__What is being asked__.
Every line that contains "below" must be located and copied from the data.

__The data__.
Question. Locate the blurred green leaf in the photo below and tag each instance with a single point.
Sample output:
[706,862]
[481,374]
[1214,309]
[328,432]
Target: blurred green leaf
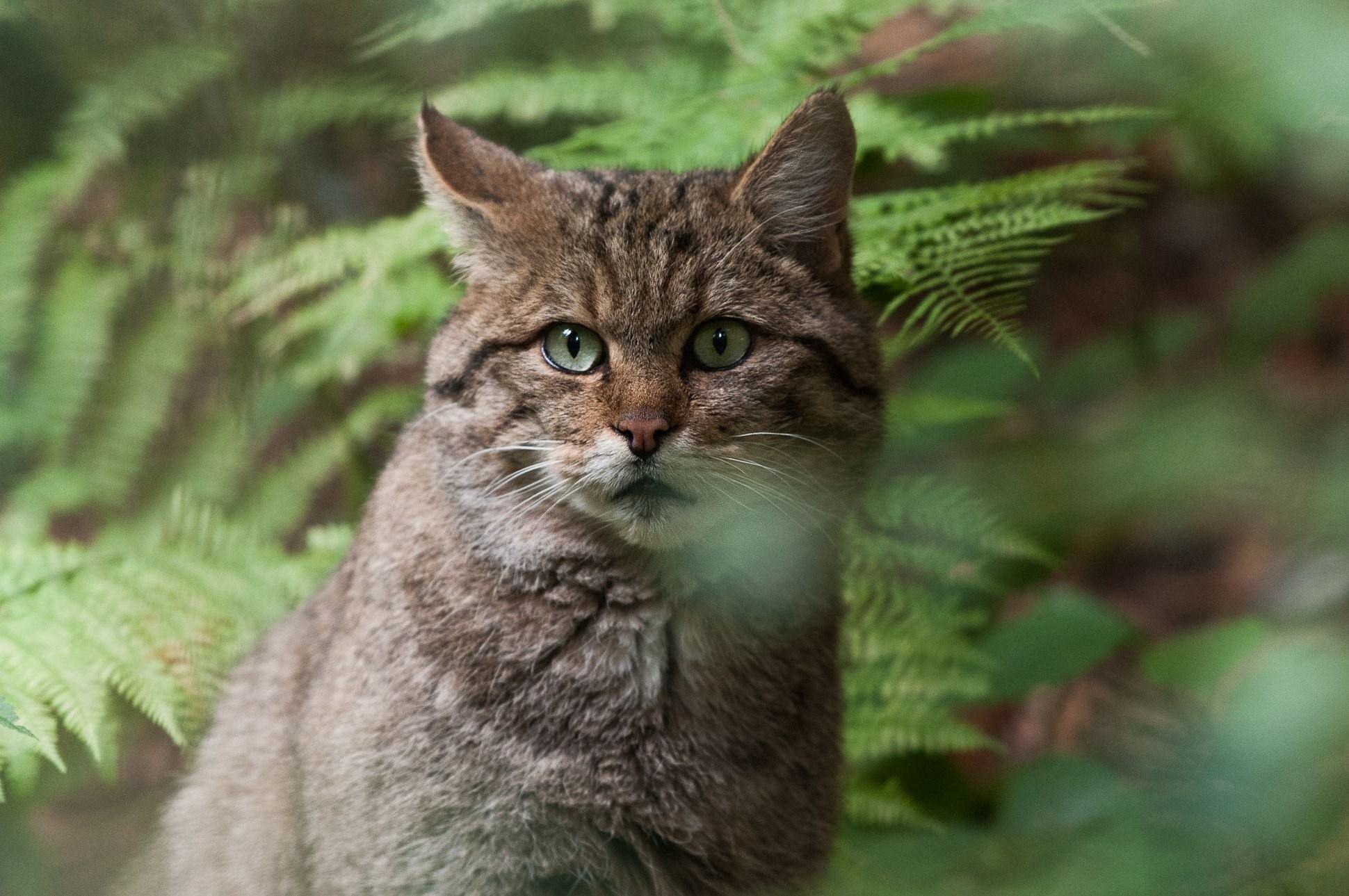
[1060,794]
[10,718]
[1062,636]
[1198,660]
[1286,296]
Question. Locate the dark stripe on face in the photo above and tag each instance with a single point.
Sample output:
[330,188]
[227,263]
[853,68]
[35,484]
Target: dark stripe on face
[605,211]
[835,366]
[516,414]
[453,388]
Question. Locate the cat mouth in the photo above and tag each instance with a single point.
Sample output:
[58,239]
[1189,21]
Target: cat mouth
[651,489]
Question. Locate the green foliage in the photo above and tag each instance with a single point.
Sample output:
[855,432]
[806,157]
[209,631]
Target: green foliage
[196,302]
[1056,640]
[921,571]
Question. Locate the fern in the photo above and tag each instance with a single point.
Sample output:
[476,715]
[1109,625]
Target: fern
[153,621]
[919,575]
[958,259]
[188,313]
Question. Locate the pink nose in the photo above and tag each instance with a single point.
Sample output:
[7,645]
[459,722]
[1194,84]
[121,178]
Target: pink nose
[644,430]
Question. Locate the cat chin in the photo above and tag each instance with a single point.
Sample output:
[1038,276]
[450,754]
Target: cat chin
[654,526]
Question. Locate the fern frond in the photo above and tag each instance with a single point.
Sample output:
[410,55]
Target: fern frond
[363,320]
[156,620]
[296,110]
[281,498]
[72,347]
[613,88]
[335,254]
[26,218]
[439,19]
[957,259]
[921,563]
[142,91]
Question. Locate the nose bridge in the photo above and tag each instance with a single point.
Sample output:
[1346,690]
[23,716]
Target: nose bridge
[644,382]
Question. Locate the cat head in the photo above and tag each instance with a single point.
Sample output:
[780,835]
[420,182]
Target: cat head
[659,352]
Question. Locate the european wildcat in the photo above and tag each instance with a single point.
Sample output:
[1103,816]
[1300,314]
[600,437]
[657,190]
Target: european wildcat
[585,639]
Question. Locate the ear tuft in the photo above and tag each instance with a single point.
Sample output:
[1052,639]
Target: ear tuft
[476,184]
[799,184]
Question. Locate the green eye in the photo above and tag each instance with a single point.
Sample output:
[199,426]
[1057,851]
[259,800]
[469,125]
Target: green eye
[720,343]
[574,348]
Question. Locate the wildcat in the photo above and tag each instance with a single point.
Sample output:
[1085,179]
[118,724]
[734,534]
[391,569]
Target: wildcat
[585,637]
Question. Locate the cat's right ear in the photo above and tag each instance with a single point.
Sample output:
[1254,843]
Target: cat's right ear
[480,188]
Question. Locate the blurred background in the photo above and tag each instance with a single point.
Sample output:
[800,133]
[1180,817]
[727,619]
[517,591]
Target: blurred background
[1100,589]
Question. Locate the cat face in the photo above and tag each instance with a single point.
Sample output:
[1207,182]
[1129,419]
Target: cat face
[663,354]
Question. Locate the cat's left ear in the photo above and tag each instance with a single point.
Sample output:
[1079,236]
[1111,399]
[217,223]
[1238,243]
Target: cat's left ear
[798,186]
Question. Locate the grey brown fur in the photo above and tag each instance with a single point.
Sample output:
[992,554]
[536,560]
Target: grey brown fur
[506,694]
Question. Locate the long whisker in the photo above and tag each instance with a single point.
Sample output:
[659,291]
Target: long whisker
[522,471]
[772,470]
[533,444]
[792,435]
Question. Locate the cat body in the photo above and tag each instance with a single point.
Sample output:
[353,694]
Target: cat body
[583,643]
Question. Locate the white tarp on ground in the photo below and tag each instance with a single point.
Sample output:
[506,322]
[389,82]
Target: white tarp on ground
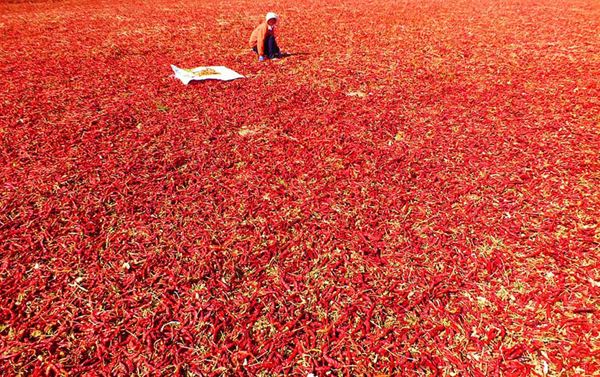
[205,73]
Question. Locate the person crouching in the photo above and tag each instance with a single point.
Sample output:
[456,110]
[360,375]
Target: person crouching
[262,40]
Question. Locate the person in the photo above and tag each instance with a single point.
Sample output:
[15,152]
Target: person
[262,40]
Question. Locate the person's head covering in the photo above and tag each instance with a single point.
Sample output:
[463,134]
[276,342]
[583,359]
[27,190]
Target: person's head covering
[271,16]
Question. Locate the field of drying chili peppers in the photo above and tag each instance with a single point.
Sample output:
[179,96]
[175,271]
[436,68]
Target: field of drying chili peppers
[413,192]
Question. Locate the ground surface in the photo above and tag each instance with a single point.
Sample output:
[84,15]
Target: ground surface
[415,191]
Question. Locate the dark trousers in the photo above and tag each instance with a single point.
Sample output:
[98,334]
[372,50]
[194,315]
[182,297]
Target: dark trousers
[271,48]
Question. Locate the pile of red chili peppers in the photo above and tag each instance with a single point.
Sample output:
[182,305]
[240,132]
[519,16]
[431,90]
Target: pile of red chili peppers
[414,191]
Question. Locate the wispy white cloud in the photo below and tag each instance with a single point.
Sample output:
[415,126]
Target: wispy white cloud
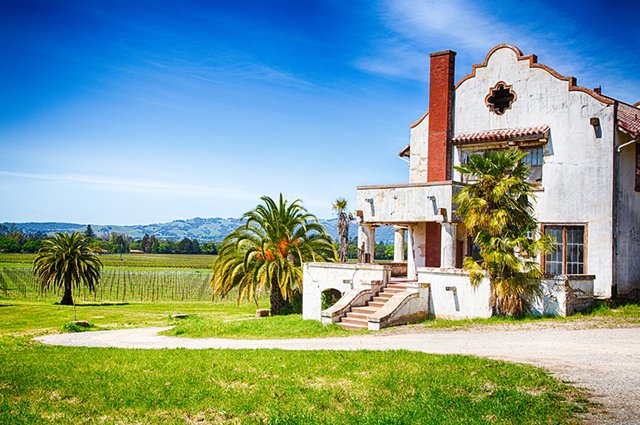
[472,28]
[134,185]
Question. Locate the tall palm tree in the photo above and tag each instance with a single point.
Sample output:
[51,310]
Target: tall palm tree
[267,251]
[498,212]
[340,207]
[67,260]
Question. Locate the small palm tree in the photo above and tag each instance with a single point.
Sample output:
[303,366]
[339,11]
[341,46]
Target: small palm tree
[498,212]
[344,217]
[67,260]
[267,252]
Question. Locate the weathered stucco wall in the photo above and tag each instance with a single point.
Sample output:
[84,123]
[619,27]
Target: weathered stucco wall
[406,203]
[452,296]
[577,171]
[318,277]
[419,155]
[628,224]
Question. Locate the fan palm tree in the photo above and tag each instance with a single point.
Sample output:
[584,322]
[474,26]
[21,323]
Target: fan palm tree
[340,207]
[67,260]
[267,251]
[498,212]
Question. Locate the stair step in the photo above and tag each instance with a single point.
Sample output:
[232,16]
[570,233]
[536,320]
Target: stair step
[380,299]
[357,315]
[392,291]
[398,285]
[364,310]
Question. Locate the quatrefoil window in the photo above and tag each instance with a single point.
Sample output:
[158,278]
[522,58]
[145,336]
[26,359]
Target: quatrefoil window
[500,98]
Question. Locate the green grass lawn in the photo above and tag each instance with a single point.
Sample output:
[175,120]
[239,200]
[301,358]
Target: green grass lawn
[158,261]
[42,384]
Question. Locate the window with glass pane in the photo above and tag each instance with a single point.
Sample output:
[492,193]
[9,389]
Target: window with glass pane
[568,258]
[534,160]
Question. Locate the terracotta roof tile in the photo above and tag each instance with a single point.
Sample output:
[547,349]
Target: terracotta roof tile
[406,151]
[629,118]
[502,135]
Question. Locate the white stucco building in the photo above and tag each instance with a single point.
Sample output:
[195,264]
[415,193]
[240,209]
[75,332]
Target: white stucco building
[585,159]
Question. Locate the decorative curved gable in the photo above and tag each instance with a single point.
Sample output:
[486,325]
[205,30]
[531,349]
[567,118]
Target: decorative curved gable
[533,63]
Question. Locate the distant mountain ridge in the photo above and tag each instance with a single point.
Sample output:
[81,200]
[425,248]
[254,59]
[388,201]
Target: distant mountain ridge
[203,229]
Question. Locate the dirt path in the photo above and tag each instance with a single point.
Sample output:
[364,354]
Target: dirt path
[604,361]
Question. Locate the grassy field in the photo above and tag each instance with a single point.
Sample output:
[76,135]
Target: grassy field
[135,277]
[42,384]
[158,261]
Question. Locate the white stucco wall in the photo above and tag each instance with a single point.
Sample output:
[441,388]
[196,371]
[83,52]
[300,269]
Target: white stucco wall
[628,223]
[418,156]
[318,277]
[460,300]
[406,203]
[577,170]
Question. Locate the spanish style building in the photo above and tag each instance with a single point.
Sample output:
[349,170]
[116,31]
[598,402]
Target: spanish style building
[585,162]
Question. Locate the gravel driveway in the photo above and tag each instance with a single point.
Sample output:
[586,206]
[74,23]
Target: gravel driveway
[605,361]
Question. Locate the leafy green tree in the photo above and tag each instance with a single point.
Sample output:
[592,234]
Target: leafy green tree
[498,212]
[67,260]
[267,252]
[340,207]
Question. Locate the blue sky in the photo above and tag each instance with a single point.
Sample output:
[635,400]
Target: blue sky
[135,112]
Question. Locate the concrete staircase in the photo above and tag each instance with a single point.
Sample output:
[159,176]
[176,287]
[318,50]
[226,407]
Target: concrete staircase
[358,317]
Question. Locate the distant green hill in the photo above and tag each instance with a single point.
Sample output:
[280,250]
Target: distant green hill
[202,229]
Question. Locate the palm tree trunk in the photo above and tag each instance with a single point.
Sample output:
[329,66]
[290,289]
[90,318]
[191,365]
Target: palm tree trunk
[67,298]
[276,299]
[343,231]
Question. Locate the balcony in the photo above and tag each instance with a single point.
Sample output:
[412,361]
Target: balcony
[408,203]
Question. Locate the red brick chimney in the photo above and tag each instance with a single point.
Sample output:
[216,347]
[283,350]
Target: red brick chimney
[441,89]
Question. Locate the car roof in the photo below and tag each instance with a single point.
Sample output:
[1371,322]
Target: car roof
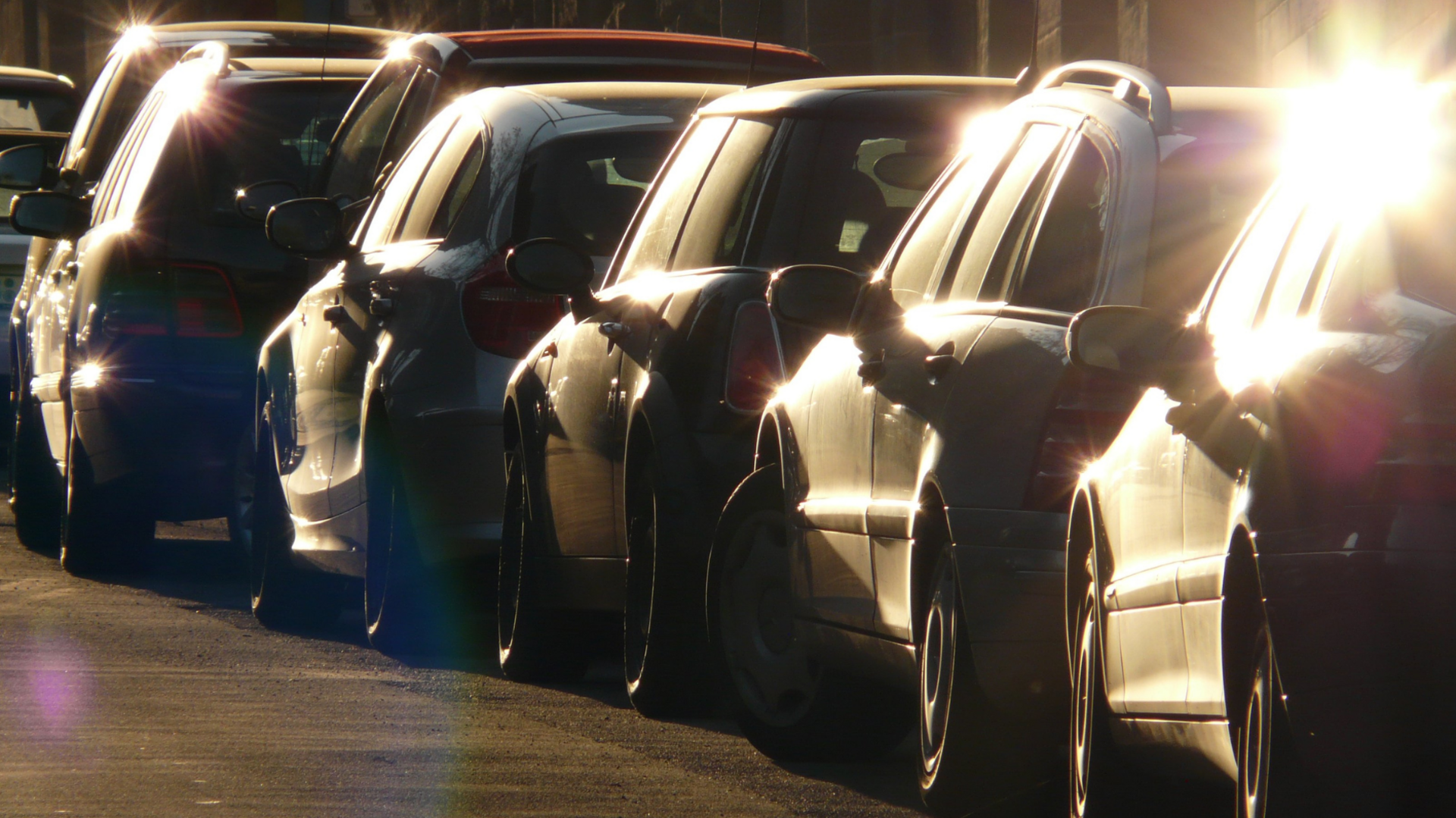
[634,47]
[856,96]
[18,77]
[299,67]
[565,101]
[255,36]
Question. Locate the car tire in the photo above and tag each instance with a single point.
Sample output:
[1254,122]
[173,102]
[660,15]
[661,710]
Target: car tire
[1098,779]
[397,613]
[283,596]
[107,526]
[535,644]
[664,639]
[968,751]
[789,707]
[36,490]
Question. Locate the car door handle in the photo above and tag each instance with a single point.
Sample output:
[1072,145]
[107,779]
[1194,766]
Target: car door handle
[615,331]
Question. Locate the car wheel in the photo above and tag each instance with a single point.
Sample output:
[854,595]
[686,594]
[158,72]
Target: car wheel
[281,594]
[535,642]
[36,490]
[107,526]
[791,708]
[1095,770]
[663,636]
[395,577]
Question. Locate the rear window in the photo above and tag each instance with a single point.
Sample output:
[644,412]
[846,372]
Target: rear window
[268,131]
[846,188]
[585,190]
[1209,182]
[31,111]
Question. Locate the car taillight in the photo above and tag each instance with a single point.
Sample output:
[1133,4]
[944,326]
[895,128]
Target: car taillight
[755,364]
[504,318]
[182,300]
[1088,415]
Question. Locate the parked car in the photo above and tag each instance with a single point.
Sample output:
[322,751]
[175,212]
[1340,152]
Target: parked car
[431,71]
[147,318]
[379,398]
[133,67]
[1260,566]
[631,422]
[897,545]
[36,111]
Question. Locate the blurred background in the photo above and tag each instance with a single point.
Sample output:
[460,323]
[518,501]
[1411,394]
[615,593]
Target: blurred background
[1183,41]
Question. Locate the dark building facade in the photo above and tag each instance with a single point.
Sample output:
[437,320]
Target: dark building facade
[1183,41]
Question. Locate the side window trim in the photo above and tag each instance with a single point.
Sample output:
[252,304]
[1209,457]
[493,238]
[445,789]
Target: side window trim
[1028,242]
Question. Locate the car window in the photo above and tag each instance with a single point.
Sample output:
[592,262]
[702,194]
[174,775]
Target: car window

__Exercise output__.
Question. Locate the blurred green leaf in the photo below and tag each instance with a single point.
Question. Locate the white tarp on ground in the photo below and tag each instance with a single point.
Question. Locate the wispy white cloud in the photo below and tag each instance with a single point.
Question. Locate the car roof in the photo below and tag each instance with a single point.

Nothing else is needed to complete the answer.